### Problems to work on
1. In the article on the South Korea-US trade pact, why does the governing party hold back from pushing ratification through on its own votes? Explain in one to three sentences.
2. According to the article on the South Korea-US trade pact, how much are industry groups favoring the pact expecting it to boost two-way trade?
3. From the article on the South Korea-US trade pact, give back everything from "Among those objecting" down to "other big stores.".

### Text for analysis
┄┄┄┄┄┄
News / Asia

South Korean Opposition Raises New Objections to US Trade Pact

South Korean protesters hold candles during a rally against a Free Trade Agreement (FTA) between South Korea and the United States in Seoul, South Korea, Nov. 5, 2011.
South Korean protesters hold candles during a rally against a Free Trade Agreement (FTA) between South Korea and the United States in Seoul, South Korea, Nov. 5, 2011.

South Korea's governing party says it intends to have the National Assembly quickly ratify a critical trade agreement with the United States. But that could lead to rival lawmakers again coming to blows - something that takes place from time to time in South Korea.   

New objections raised by opposition politicians have been thwarting the South Korean government's desire to finally ratify a major trade pact signed with the United States nearly four-and-half years ago.

Electoral background

Some politicians are hoping last-minute negotiations prevent what could turn into a physical clash between lawmakers.

The Grand National Party has enough votes in the National Assembly to push through ratification, even if all assembly members from opposition parties object. But, with legislative and presidential elections on the horizon for next year, the governing party wants to avoid strong-arm measures that could further erode its public support.

Although the South Korean political opposition, led by the Democratic Party, supported the trade deal when it was in power under the previous administration, in 2007, it is upset with modifications negotiated with Washington last year. Opponents also say the changes unfairly benefit American automakers and will harm South Korean farmers and industries.

Mayor's objections

Among those objecting to the South Korea-U.S. Free Trade Agreement, in its present form, is Seoul's new mayor, Park Won-soon.  He is an independent who was elected two weeks ago with the unified support of liberal opposition parties.

Although it is rare for a metropolitan mayor to take a stance on matters of national policy, Park says the trade pact needs to be reviewed to determine all implications it will have on citizens and small businesses in the capital city of 10 million people.

For example, Park contends the agreement with the United States will override city regulations meant to protect neighborhood shops from an influx of competition from supermarkets and other big stores.

Some opposition lawmakers are demanding South Korean President Lee Myung-bak meet with U.S. President Barack Obama to remove a dispute resolution clause.

Investor-state dispute clause

The investor-state dispute clause allows lawsuits against governments to be settled by an international arbitration panel.

It is standard in many FTAs, but it has sparked a strong backlash here in recent days.

Supporters of the pact, say false information is being spread through social media about the clause.  For example various online messages being widely relayed claim the agreement will lead to an epidemic of mad cow disease, wipe out rice farming, flood the streets with guns and privatize medical services.

The U.S. Congress ratified the agreement last month and President Obama has signed it into law.

South Korea's government had hoped to have legislative ratification by now so the act could take effect by January First. But opposition lawmakers have occupied a committee room to thwart the deal from being sent to the full assembly.

Industry groups favoring the pact say it is expected to boost two-way trade by more than $15 billion, annually.
┄┄┄┄┄┄
### Listed entries

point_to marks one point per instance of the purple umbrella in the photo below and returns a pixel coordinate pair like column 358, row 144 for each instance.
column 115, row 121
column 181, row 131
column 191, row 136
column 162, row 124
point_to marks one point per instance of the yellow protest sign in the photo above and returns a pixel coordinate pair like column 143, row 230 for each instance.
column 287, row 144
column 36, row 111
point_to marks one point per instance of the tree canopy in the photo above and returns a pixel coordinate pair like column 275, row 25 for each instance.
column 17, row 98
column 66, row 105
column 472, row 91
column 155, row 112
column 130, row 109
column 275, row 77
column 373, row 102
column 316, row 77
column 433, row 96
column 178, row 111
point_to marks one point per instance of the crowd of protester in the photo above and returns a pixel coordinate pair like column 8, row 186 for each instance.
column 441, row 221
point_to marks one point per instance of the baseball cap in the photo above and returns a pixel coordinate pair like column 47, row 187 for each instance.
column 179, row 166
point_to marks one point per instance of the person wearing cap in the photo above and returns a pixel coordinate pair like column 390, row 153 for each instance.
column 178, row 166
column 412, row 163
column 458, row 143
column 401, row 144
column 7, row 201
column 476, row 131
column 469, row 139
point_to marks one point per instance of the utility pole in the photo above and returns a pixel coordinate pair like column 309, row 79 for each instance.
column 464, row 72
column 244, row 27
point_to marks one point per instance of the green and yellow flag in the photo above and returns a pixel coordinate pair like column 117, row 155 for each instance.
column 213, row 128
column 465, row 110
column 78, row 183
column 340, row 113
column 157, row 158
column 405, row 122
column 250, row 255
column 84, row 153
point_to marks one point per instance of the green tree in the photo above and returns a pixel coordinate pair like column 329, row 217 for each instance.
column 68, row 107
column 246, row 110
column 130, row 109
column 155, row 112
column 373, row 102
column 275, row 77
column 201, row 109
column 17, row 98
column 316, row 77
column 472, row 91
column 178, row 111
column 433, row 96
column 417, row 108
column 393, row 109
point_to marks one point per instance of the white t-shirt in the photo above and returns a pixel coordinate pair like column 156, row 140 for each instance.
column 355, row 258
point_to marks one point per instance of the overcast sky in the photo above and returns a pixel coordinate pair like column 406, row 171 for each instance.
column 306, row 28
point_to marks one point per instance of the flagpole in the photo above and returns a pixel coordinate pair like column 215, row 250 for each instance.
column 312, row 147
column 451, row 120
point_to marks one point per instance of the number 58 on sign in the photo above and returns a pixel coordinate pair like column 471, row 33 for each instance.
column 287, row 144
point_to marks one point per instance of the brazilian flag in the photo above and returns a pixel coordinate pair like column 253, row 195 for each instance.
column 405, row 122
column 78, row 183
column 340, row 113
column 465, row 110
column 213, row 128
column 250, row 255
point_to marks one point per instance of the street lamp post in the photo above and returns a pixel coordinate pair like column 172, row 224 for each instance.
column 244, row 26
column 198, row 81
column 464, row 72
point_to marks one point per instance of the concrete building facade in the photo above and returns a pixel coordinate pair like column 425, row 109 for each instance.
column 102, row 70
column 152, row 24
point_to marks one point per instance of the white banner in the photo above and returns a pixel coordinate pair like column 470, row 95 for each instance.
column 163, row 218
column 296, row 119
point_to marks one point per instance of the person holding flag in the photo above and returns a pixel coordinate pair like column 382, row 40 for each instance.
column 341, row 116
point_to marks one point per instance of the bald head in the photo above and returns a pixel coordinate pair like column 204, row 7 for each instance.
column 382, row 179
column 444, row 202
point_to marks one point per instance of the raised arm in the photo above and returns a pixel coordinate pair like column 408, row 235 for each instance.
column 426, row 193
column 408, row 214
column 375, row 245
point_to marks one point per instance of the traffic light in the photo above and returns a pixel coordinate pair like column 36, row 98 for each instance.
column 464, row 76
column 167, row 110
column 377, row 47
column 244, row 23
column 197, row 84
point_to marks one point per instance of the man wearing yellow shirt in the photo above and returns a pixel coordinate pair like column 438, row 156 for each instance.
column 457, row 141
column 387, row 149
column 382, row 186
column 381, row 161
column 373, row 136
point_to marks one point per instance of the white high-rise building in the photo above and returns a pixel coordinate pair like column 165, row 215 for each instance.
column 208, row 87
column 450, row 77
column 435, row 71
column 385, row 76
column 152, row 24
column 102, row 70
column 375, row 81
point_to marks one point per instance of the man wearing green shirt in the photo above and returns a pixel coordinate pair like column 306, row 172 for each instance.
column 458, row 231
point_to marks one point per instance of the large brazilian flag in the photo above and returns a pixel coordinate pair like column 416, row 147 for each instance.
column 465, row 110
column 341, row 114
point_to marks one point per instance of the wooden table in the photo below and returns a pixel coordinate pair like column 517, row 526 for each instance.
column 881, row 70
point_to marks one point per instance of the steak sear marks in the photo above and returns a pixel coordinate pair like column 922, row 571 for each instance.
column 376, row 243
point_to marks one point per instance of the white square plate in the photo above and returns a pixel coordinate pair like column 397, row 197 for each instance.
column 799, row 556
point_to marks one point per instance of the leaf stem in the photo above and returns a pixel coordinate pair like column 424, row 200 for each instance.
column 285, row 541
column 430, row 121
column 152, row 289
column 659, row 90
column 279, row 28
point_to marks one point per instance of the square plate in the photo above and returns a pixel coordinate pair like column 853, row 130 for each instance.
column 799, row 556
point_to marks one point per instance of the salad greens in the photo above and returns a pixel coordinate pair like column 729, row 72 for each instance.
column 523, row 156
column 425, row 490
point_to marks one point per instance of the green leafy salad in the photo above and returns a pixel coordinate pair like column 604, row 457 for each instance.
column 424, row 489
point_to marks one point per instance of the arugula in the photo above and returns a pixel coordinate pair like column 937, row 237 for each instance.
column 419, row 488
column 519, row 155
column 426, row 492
┄┄┄┄┄┄
### Responses in order
1. Legislative and presidential elections are coming up next year. The Grand National Party wants to avoid strong-arm measures that could further erode its public support.

2. By more than $15 billion annually.

3.
Among those objecting to the South Korea-U.S. Free Trade Agreement, in its present form, is Seoul's new mayor, Park Won-soon.  He is an independent who was elected two weeks ago with the unified support of liberal opposition parties.

Although it is rare for a metropolitan mayor to take a stance on matters of national policy, Park says the trade pact needs to be reviewed to determine all implications it will have on citizens and small businesses in the capital city of 10 million people.

For example, Park contends the agreement with the United States will override city regulations meant to protect neighborhood shops from an influx of competition from supermarkets and other big stores.